• [Problem statement]: Render the lines below as a numbered list, omitting any blank lines.

(Data lines)
—————

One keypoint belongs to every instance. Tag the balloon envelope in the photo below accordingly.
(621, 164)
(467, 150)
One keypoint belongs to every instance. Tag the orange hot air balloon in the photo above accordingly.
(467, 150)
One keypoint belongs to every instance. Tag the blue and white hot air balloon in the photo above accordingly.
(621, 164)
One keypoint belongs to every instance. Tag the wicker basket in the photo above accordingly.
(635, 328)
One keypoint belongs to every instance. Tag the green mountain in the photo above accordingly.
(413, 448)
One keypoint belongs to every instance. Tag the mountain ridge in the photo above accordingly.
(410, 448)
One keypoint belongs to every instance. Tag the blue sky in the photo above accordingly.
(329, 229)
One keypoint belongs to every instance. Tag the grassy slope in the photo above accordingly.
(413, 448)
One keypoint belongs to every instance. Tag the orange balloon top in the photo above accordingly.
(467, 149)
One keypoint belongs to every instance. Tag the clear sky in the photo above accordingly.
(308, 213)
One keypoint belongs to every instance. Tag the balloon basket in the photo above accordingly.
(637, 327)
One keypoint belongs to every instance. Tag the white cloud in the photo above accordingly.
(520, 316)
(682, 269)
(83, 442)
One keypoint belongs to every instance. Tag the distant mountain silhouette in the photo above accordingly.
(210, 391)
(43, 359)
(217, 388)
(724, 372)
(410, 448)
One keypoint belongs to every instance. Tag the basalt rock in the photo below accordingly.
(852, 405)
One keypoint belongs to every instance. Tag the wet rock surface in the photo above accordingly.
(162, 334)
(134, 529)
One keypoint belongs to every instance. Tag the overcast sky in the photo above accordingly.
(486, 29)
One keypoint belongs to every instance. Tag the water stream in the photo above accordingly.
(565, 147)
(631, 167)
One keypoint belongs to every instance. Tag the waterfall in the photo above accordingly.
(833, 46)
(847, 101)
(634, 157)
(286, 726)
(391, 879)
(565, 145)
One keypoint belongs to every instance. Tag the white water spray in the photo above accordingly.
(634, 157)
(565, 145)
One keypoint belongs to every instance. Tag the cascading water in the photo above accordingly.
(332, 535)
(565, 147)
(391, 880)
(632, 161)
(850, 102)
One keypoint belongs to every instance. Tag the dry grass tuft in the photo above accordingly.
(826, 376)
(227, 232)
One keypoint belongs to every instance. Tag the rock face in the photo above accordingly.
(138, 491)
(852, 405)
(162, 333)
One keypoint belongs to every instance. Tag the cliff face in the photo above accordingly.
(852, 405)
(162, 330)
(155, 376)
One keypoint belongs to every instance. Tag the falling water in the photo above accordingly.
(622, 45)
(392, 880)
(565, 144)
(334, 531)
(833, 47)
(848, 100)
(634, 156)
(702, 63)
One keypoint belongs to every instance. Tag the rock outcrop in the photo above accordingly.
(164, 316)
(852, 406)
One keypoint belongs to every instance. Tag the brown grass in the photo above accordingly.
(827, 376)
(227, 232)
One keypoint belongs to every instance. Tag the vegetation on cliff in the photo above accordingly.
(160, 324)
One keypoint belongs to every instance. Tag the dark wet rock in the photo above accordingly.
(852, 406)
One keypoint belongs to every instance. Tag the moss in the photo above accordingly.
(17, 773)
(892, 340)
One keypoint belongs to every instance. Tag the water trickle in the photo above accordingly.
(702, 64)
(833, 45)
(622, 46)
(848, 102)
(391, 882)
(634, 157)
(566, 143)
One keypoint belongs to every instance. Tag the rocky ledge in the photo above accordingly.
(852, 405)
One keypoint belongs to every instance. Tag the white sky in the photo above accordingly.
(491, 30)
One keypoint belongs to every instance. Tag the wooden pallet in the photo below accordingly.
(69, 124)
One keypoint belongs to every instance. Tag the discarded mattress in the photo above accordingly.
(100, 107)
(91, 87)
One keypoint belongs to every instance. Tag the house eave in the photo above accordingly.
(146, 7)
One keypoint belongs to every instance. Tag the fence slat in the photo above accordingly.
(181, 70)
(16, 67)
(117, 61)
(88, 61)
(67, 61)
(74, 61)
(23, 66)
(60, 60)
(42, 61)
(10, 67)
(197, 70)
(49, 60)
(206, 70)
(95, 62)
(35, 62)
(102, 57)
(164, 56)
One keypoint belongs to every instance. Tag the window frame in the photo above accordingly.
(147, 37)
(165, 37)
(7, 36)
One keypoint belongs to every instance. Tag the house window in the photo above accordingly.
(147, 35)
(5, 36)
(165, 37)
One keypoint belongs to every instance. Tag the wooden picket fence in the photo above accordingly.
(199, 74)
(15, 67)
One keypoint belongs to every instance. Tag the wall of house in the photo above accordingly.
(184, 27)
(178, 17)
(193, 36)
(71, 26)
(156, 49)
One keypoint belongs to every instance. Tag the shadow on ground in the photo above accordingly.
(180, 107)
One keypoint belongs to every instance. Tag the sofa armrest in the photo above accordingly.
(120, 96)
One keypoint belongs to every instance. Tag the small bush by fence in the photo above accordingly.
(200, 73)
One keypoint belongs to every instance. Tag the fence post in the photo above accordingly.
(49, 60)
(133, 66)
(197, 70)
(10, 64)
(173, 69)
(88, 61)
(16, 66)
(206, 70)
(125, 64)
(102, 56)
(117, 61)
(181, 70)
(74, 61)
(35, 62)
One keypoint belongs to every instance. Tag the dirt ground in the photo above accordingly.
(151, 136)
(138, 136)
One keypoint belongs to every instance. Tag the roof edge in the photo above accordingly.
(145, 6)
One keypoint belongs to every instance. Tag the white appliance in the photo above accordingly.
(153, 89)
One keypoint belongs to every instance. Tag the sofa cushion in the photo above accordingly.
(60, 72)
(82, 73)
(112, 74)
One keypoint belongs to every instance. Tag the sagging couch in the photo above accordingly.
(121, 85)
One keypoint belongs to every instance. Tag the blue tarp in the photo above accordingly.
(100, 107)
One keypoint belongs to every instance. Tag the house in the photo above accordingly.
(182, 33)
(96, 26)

—————

• [Output of the exercise]:
1. One keypoint belongs to every instance. Tag the balloon envelope in the photo below accordingly.
2. (621, 164)
3. (467, 150)
4. One keypoint belongs to every instance. Tag the orange hot air balloon in the photo above accordingly.
5. (467, 150)
6. One keypoint belongs to every instance. Tag the blue and white hot air balloon in the photo above accordingly.
7. (621, 164)
8. One keypoint belongs to every instance. Tag the wicker basket in the photo above accordingly.
9. (635, 328)
10. One keypoint belongs to every instance. Tag the green mountain in the photo above accordingly.
11. (413, 448)
12. One keypoint belongs to every instance. Tag the mountain ridge in the photo above accordingly.
13. (410, 448)
14. One keypoint belongs to every instance. Tag the blue sky in the photo above accordingly.
15. (329, 229)
16. One keypoint belongs to every instance. Tag the grassy slope in the photo above accordingly.
17. (413, 448)
18. One keypoint belongs to every instance. Tag the orange balloon top in the photo above accordingly.
19. (467, 149)
20. One keypoint belongs to every instance. Tag the clear sky in the photo above accordingly.
21. (308, 213)
22. One keypoint belongs to every instance. Tag the balloon basket in the photo above accordingly.
23. (637, 327)
24. One keypoint belongs to every instance. Tag the white cloud in the photo above accordingly.
25. (520, 316)
26. (682, 269)
27. (83, 442)
28. One keypoint belongs to every instance. Tag the distant mountain silhouette in the photo above accordingly.
29. (210, 391)
30. (43, 359)
31. (217, 388)
32. (724, 372)
33. (410, 448)
34. One keypoint belongs to every instance. Tag the basalt rock in the photo below accordingly.
35. (852, 405)
36. One keypoint belongs to every instance. Tag the wet rock surface in the photo above accordingly.
37. (162, 334)
38. (134, 529)
39. One keypoint belongs to every instance. Tag the overcast sky in the photo above accordingly.
40. (486, 29)
41. One keypoint belongs to every instance. Tag the water stream in the photo above accordingly.
42. (565, 147)
43. (631, 167)
44. One keypoint belongs to every instance. Tag the waterfall in the photo above accordingly.
45. (833, 46)
46. (847, 101)
47. (634, 157)
48. (286, 726)
49. (391, 879)
50. (565, 145)
51. One keypoint belongs to every instance. Tag the white water spray in the photo above accordingly.
52. (634, 157)
53. (565, 145)
54. One keypoint belongs to every instance. Tag the cascading water in the photo above accordingly.
55. (332, 535)
56. (565, 147)
57. (391, 880)
58. (632, 161)
59. (850, 102)
60. One keypoint belongs to every instance. Tag the dry grass tuft in the photo above accordingly.
61. (826, 376)
62. (227, 232)
63. One keypoint belongs to every instance. Tag the rock face in the photo above accordingly.
64. (138, 491)
65. (852, 405)
66. (162, 333)
67. One keypoint belongs to every instance. Tag the cliff face in the photo above accordingly.
68. (852, 405)
69. (162, 330)
70. (155, 376)
71. One keypoint belongs to every instance. Tag the falling water in the photo above accordingly.
72. (622, 45)
73. (392, 880)
74. (565, 144)
75. (334, 531)
76. (833, 47)
77. (848, 100)
78. (634, 156)
79. (702, 63)
80. One keypoint belongs to every instance. Tag the rock outcrop in the photo above accordingly.
81. (164, 316)
82. (852, 406)
83. One keypoint belongs to every instance. Tag the brown grass in the photo above accordingly.
84. (827, 376)
85. (227, 232)
86. One keypoint belongs to every instance. Tag the vegetation on cliff in the photo above accordingly.
87. (160, 324)
88. One keypoint belongs to every instance. Tag the dark wet rock in the photo above accordingly.
89. (852, 406)
90. One keypoint belongs to every instance. Tag the moss in the photo above accordingly.
91. (17, 773)
92. (892, 340)
93. One keypoint belongs to every instance. Tag the water trickle in the photo above accordingly.
94. (702, 64)
95. (833, 45)
96. (622, 46)
97. (848, 102)
98. (391, 882)
99. (634, 157)
100. (566, 143)
101. One keypoint belongs to every instance. Tag the rocky ledge in the photo above accordingly.
102. (852, 405)
103. One keypoint belongs to every instance. Tag the white sky in the photo above accordingly.
104. (491, 30)
105. One keypoint belongs to every instance. Tag the wooden pallet in the photo below accordingly.
106. (69, 124)
107. One keypoint belongs to every instance. Tag the discarded mattress in the photo above accordingly.
108. (100, 107)
109. (91, 87)
110. One keypoint belongs to every instance. Tag the house eave in the photo above accordingly.
111. (146, 7)
112. One keypoint belongs to every instance. Tag the fence slat in the photo above accordingly.
113. (181, 70)
114. (16, 67)
115. (117, 61)
116. (88, 61)
117. (67, 61)
118. (74, 61)
119. (23, 66)
120. (60, 60)
121. (42, 61)
122. (10, 67)
123. (197, 70)
124. (49, 60)
125. (206, 70)
126. (95, 62)
127. (35, 62)
128. (102, 57)
129. (164, 56)
130. One keypoint belongs to every instance. Tag the window frame in the photo above accordingly.
131. (147, 37)
132. (165, 37)
133. (7, 36)
134. One keypoint belongs to every instance. Tag the house window in the photo above accordingly.
135. (147, 35)
136. (5, 36)
137. (165, 37)
138. One keypoint belongs to every instance. Tag the wooden picket fence in the photo above accordingly.
139. (199, 74)
140. (15, 67)
141. One keypoint belongs to every instance. Tag the wall of house in the photo above accordingly.
142. (184, 27)
143. (178, 17)
144. (193, 36)
145. (71, 26)
146. (156, 49)
147. One keypoint belongs to every instance. Tag the shadow on ground in the photo above accordingly.
148. (180, 107)
149. One keypoint belongs to every instance. Tag the sofa armrest in the photo above accordingly.
150. (120, 96)
151. One keypoint belongs to every instance. Tag the small bush by fence in the photo above accordingly.
152. (200, 73)
153. One keypoint belongs to every instance. Tag the fence post in the photo above accordingly.
154. (49, 60)
155. (133, 66)
156. (197, 70)
157. (10, 64)
158. (173, 69)
159. (88, 61)
160. (16, 66)
161. (206, 70)
162. (125, 64)
163. (102, 56)
164. (117, 61)
165. (181, 70)
166. (74, 61)
167. (35, 62)
168. One keypoint belongs to every instance. Tag the dirt ground in the photo above accordingly.
169. (151, 136)
170. (138, 136)
171. One keypoint belongs to every instance. Tag the roof edge in the photo above accordingly.
172. (145, 6)
173. One keypoint belongs to every instance. Tag the white appliance in the photo above accordingly.
174. (153, 89)
175. One keypoint belongs to every instance. Tag the sofa cushion in the photo above accordingly.
176. (60, 72)
177. (82, 73)
178. (112, 74)
179. One keypoint belongs to every instance. Tag the sagging couch in the photo above accordingly.
180. (121, 85)
181. One keypoint belongs to every instance. Tag the blue tarp in the photo above accordingly.
182. (100, 107)
183. One keypoint belongs to every instance. Tag the house in the photo above accordingly.
184. (182, 33)
185. (96, 26)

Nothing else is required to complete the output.